_Task goal_
Transcribe the listing below word for word.

====== Records ======

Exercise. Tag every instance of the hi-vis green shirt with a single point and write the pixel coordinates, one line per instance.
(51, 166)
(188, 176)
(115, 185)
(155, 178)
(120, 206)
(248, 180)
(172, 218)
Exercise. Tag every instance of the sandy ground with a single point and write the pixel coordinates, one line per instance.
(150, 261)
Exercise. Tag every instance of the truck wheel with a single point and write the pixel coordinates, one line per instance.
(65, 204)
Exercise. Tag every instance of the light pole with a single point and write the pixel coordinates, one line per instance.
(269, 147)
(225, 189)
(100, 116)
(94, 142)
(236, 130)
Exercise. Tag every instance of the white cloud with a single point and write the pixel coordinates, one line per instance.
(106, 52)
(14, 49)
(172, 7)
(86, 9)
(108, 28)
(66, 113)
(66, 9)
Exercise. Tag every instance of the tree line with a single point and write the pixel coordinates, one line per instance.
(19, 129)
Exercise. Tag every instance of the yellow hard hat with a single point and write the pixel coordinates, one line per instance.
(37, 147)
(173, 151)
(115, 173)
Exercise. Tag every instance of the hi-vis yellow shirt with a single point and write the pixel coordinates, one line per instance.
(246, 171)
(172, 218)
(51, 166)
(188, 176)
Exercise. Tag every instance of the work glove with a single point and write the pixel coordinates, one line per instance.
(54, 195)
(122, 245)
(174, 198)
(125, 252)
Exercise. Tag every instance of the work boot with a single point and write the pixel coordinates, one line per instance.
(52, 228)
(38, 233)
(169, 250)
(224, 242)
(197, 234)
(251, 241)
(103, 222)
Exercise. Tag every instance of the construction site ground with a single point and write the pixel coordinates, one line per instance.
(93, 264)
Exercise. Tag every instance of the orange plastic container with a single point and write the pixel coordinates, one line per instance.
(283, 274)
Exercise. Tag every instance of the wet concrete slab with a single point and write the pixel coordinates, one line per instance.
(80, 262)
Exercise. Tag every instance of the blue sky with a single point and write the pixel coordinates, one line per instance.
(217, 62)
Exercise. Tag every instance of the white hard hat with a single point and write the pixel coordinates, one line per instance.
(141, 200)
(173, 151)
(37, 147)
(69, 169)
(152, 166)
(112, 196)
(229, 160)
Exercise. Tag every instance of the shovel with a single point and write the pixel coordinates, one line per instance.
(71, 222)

======

_The output_
Exercise. Tag every instance of the hi-vis green shirt with a single point and write the pixel coordinates, one line per instance.
(51, 166)
(188, 176)
(115, 185)
(155, 178)
(120, 206)
(248, 180)
(172, 218)
Exercise. Tag every instance of the sandy ground with a single point and write the pixel coordinates, one line per instance.
(150, 261)
Exercise. Tag every instance of the truck wheel with a single point and write the pixel coordinates, one line per instance.
(65, 204)
Exercise. Tag every instance of the light pole with a single point and write the pixel coordinates, one line per instance.
(269, 147)
(225, 189)
(100, 116)
(94, 142)
(236, 130)
Exercise. Tag every instance of the white cloud with a single point and write the pixel coordinates, one line per instance.
(106, 52)
(14, 49)
(172, 7)
(86, 9)
(108, 28)
(66, 113)
(66, 9)
Exercise. Tag every instance of the tree line with a single point and write the pixel coordinates, one line per instance.
(19, 129)
Exercise. Tag every instance of the yellow hard hat with a single point and write the pixel coordinates, one line per instance.
(37, 147)
(173, 151)
(115, 173)
Exercise. Tag every instance of the hi-vis yellow shirt with a single point and write the pixel coordinates, one line per instance.
(246, 171)
(172, 218)
(51, 166)
(188, 176)
Exercise. Tag every instance of the work glove with a single point and write the pixel coordinates, one line per instance.
(54, 195)
(122, 245)
(174, 198)
(125, 252)
Exercise. Tag every instance of the work boot with a single point and write the pixel coordinates, one line per instance.
(52, 228)
(38, 233)
(169, 250)
(224, 242)
(197, 234)
(251, 241)
(103, 222)
Exercise. Tag every instance of the construction site ground with a single point and write the pixel coordinates, one line per instance.
(93, 264)
Exercise. Tag every instance of the orange plastic container with a single point and write the pixel coordinates, one line per instance.
(283, 274)
Exercise. Tag every instance of the wet concrete slab with a single point and write the pixel coordinates, one line per instance.
(80, 262)
Exercise. Tag every instance of the blue sky with a single point and write the pixel coordinates, one line per instance.
(217, 62)
Exercise. Tag every instance of the white hard hat with a single point and write the pixel coordinates, one line per instance.
(141, 200)
(173, 151)
(37, 147)
(69, 169)
(152, 166)
(112, 196)
(229, 160)
Exercise. Tag every instance of the shovel with a single point and write the pixel coordinates, one line per instance.
(71, 222)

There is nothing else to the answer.